» **Activity**: Search the entries below for the word "cloud" and copy every line where it appears.

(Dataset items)
Start of Block

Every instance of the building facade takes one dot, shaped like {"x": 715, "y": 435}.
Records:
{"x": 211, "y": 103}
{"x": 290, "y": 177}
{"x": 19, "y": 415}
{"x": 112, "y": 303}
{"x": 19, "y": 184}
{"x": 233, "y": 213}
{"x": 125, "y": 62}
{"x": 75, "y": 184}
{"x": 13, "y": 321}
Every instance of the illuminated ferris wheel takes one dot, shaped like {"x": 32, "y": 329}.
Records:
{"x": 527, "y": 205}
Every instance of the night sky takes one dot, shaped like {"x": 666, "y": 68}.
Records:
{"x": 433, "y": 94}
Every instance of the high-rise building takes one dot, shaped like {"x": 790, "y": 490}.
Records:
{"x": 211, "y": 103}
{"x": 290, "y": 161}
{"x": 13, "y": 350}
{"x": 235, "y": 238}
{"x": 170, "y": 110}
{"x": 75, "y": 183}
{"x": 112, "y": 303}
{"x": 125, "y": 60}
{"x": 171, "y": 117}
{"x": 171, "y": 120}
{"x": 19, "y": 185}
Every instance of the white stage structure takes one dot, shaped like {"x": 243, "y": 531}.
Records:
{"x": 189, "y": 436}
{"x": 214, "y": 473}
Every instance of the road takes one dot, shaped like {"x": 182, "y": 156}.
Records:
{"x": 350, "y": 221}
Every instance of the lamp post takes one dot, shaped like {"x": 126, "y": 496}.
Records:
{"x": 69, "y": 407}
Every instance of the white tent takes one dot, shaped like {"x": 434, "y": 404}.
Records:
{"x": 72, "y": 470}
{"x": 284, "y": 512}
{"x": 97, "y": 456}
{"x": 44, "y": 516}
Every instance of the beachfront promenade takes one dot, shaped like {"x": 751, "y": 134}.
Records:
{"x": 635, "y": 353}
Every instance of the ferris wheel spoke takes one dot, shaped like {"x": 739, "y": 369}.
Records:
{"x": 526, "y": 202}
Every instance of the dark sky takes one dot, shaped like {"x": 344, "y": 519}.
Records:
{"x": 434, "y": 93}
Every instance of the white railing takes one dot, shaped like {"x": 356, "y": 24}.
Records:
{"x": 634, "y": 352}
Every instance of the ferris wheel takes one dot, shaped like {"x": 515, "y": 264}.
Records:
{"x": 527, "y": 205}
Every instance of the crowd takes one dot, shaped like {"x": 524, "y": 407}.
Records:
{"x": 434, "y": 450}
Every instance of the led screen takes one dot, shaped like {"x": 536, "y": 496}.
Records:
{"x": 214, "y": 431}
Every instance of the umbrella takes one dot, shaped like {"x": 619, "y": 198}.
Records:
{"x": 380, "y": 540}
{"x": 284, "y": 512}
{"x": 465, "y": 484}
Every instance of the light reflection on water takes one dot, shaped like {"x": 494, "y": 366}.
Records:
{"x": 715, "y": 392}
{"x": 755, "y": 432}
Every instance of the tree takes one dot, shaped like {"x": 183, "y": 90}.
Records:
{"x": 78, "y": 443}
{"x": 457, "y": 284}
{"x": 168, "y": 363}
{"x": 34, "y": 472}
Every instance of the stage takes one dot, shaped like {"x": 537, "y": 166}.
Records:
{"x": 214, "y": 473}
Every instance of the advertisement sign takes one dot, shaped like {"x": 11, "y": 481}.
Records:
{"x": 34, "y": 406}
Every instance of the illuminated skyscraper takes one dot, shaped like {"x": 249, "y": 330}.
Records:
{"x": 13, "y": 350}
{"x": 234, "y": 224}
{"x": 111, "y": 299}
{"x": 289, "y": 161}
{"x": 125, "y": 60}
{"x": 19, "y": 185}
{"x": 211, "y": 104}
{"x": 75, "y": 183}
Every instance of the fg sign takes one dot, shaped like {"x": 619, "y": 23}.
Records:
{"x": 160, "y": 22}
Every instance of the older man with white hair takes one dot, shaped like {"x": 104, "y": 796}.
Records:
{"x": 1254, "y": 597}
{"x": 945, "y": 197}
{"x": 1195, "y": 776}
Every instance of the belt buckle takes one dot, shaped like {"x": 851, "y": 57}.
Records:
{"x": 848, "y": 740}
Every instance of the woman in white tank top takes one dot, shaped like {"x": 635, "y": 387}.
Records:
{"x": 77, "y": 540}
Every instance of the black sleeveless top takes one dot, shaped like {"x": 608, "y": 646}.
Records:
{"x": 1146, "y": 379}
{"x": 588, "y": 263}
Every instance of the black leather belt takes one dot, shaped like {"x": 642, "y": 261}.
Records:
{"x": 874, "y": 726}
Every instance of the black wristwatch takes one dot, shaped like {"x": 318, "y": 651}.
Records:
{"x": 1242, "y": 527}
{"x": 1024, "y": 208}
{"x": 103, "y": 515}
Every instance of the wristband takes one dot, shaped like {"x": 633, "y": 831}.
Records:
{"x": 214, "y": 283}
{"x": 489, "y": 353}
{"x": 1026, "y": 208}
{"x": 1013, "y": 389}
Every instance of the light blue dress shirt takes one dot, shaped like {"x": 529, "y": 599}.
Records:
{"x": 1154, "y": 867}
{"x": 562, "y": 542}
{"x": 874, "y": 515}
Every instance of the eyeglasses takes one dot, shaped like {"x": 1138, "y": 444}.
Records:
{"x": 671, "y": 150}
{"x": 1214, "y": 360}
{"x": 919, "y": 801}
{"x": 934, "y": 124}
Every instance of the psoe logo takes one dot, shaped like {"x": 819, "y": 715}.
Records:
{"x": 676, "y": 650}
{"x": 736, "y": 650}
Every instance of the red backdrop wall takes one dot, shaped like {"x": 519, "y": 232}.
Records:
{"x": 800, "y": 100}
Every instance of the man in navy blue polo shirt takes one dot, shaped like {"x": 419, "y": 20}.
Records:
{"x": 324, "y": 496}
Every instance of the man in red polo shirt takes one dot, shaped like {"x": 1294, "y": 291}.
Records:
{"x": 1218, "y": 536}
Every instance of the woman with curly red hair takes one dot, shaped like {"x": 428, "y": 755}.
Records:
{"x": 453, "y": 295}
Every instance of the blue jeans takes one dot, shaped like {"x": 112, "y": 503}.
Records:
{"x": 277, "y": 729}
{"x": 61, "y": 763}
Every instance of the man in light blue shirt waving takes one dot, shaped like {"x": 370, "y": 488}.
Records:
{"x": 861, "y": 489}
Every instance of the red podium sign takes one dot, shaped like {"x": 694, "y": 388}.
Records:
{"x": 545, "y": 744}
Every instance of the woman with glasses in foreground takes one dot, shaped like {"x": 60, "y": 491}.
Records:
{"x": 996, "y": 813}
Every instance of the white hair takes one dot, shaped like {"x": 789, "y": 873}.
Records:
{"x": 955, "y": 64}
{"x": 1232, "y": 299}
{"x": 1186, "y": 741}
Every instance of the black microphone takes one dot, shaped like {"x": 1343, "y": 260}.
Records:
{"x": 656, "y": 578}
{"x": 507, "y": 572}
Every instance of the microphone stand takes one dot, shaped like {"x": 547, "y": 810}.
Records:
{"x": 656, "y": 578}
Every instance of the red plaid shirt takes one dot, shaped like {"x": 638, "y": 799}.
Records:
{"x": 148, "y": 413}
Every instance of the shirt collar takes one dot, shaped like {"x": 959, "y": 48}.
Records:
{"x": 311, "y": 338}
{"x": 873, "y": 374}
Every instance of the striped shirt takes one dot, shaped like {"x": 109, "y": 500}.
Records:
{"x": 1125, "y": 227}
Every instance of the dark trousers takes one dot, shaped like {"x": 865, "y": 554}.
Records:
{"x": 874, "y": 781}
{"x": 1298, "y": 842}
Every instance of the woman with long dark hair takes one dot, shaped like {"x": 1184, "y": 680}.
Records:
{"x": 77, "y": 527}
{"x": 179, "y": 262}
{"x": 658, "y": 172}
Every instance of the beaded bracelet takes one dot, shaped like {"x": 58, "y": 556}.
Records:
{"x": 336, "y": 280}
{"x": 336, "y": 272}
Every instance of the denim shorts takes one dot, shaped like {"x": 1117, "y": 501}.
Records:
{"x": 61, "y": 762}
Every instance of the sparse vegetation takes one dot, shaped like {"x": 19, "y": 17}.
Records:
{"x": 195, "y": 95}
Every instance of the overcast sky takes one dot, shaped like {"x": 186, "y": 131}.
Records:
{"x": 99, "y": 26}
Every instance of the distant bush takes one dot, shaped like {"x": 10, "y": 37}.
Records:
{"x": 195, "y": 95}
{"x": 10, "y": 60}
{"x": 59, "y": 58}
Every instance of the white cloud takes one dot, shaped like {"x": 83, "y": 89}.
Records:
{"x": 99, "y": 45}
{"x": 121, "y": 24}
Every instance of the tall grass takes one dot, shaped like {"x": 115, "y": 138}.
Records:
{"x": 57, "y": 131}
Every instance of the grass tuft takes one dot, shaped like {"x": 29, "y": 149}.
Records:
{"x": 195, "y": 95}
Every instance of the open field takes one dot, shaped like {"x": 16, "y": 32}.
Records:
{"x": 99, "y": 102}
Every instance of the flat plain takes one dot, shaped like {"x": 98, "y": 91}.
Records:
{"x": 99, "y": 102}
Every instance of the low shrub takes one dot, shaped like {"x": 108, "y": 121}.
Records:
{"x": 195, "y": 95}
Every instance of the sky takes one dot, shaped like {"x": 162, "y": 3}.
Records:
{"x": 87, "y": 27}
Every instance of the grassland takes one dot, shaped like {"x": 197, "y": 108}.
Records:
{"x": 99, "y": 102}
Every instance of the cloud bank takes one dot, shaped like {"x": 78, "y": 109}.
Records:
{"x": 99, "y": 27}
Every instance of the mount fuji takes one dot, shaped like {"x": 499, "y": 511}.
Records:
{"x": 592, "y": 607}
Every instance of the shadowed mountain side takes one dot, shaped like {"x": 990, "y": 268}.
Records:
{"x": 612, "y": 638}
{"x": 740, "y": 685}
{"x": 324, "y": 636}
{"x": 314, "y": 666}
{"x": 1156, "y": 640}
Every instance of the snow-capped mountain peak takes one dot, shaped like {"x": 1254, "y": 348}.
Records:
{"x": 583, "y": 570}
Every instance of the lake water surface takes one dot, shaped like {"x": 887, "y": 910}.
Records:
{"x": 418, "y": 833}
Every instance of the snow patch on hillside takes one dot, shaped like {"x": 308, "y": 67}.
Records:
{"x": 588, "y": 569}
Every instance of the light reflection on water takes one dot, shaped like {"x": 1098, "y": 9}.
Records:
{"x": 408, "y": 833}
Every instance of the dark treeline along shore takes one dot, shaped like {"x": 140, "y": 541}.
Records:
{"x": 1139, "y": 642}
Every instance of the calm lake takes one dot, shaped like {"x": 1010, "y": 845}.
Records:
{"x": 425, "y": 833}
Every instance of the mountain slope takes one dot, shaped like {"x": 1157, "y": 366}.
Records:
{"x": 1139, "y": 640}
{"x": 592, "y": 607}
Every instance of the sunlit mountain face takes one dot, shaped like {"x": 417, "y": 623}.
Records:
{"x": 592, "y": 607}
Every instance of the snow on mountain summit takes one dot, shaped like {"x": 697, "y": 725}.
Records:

End of Block

» **Task result**:
Every instance of the white cloud takes one dot, shaped like {"x": 83, "y": 89}.
Every instance of the cloud bank takes one dot, shaped like {"x": 78, "y": 109}.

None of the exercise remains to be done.